(Beginning of Page excerpt)

In England, the Levelling-up and Regeneration Act 2023 has provided the basis for a start to be made. The Act requires the Secretary of State to introduce mandatory registration for short-term lets. This measure would provide local authorities with an evidence base on which to decide whether the level of short-term lettings in their area should be restricted. Regulations under the Levelling-up and Regeneration Act would prohibit the use of short-term lets of non-registered properties. Introducing registration would be a good starting point but, so far, no action has been taken.
In February 2024, Michael Gove, then Secretary of State, announced that the Government would be taking this issue to the next stage, using the planning system to control switchovers to short-term lets where the local planning authority deemed this necessary. To inform the details of this new regime, a government consultation considered the introduction of a new use class for planning purposes, enabling local authorities to refuse permission for a change of use from a long-term to a short-term letting. This consultation exercise produced near-unanimous agreement that such action would be an invaluable mechanism to discourage further expansion of the so-called Airbnb sector in specific places. The Government of the day pledged to take this forward at pace. Sadly, no action followed.
The previous Government reformed the tax regime for furnished holiday lets, and this has now come into force. The change removes a strong incentive for flipping properties from long-term to short-term letting, but the Renters’ Rights Bill may mean that more landlords are now being tempted to flip their properties, making the introduction of a new use class, which would enable councils to intervene, the more urgent. Amendment 185 is intended to provide the opportunity for the Government to progress the action needed to amend planning law by creating a new use class for short-term lettings, empowering each local authority to decide whether it is in the interests of their community to permit changes of use from long-term to short-term lets. The Minister for Housing and Planning in the other place, Matthew Pennycook, has demonstrated an appreciation of this issue and has promised to take further action—but when?
If the Minister is not able to accept this amendment, it would be helpful if she could update the Committee on the timetable for introducing first, the short-term lettings registration scheme and, secondly, the legislation to create a new use class for short-term lets. Action is overdue. I beg to move.
My Lords, as mentioned previously in Committee, I declare my interest as a landlord and former long-term tenant in the private rented sector. I support the amendment from the noble Lord, Lord Best, on short lets requiring planning consent for properties to be converted into short-term lettings. As your Lordships’ House would expect, the noble Lord, Lord Best, has made the case convincingly.
His Majesty’s Government should include this amendment in the Bill, because there is an undoubted link between the reduced availability of long lets, especially for local residents, and the exponential rise in Airbnb and other short-let platforms. A register, while welcome, will mainly chart the huge and expanding nature of this part of the PRS, which is already having such a deleterious effect on the provision of long-term accommodation for locals and their communities. The Minister may say this amendment is not a matter for the Bill, but it is. The Bill will accelerate the trends of short lets and reduce long lets unless amended. By introducing periodic tenancies with a minimum two-month notice period, it will simply introduce another class of short lets protected by law and destabilise the long-term lets market.
The PRS has not grown in the last nine years, as I mentioned previously in Committee. The Bill, by prohibiting upfront rental payments and fixed-term tenancies, will lead to evermore landlords moving to short lets. This trend is completely ignored by the Bill but will follow as surely as night follows day.

(End of Page excerpt)
(Beginning of Input data)

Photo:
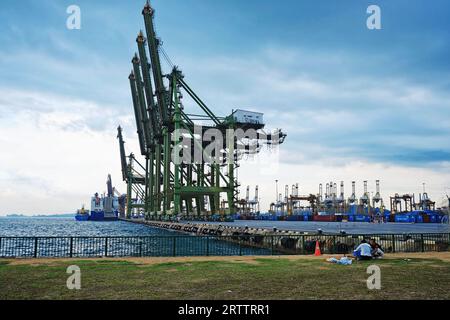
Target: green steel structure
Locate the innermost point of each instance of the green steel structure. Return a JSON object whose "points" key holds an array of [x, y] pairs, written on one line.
{"points": [[166, 185]]}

(End of Input data)

(Your goal):
Continue the debate excerpt on short-term lets and the Renters' Rights Bill, starting after its last sentence.

(Task result):
Tenants will be able to give two months’ notice on day one under the proposed legislation. Why should they do that? Because long lets are up to four times cheaper than short lets in, for example, the London Borough of Camden. Once tenants move in, the length of their tenancy will be impossible to police. If tenants move out after only a month rather than the minimum two, how will that be monitored and by whom? It will result in widespread short lets by the back door. A tourist could simply move into what was previously a long let, give two months’ notice and save thousands of pounds. It would just take a little fib on the part of the tenant.
A landlord will have no way of knowing a tenant’s real intentions under periodic tenancies, so will put up the rent, assuming that all long lets can become short lets. The distinction between short and long lets will disappear, with implications for rent levels. Neither the prohibition of mutually agreed fixed-term tenancies nor advanced rental payments were in Labour’s election manifesto, so I am at a loss to understand why these two essential measures to provide stability and certainty to the market have become non-negotiable. The majority of tenants want fixed terms, so I fail to see why HMG think they know better than the tenants themselves. Reducing the supply of long lets as ever more landlords gravitate towards more profitable short lets will mean that rents will assuredly go up, not down, and the losers will be the tenants, especially local residents and their sense of community.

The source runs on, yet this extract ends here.